AIM OF THE EXERCISE: Without omitting anything, retype the data that follows.

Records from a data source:
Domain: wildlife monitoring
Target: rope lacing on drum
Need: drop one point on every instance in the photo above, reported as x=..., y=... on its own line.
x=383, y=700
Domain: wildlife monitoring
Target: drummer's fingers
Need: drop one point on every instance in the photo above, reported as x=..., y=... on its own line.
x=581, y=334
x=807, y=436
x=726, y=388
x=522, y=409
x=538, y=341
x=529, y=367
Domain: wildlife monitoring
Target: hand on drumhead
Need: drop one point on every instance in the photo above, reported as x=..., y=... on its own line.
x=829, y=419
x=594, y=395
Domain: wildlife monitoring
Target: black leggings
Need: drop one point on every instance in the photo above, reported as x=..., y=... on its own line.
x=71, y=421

ANSWER SPACE:
Domain: wildlife monitoring
Target: rope lacing on drum
Need: drop one point on every instance in the photo above, reported as x=..., y=... on its own line.
x=383, y=700
Domain: wildlife monitoring
Target: drummer's fingers
Need: drop one point on every instance in the photo above, reported as x=..., y=... on its own line.
x=581, y=334
x=807, y=436
x=726, y=388
x=522, y=409
x=538, y=341
x=529, y=367
Domain: wildlife monitoring
Target: hand on drumhead
Need: drop one point on every instance in the photo above, reported as x=..., y=... on its own line.
x=829, y=419
x=594, y=395
Domain: wildlife monitoring
Target: black leggings
Need: drop one point on every instance in the photo above, reported as x=..., y=... on its own line.
x=71, y=421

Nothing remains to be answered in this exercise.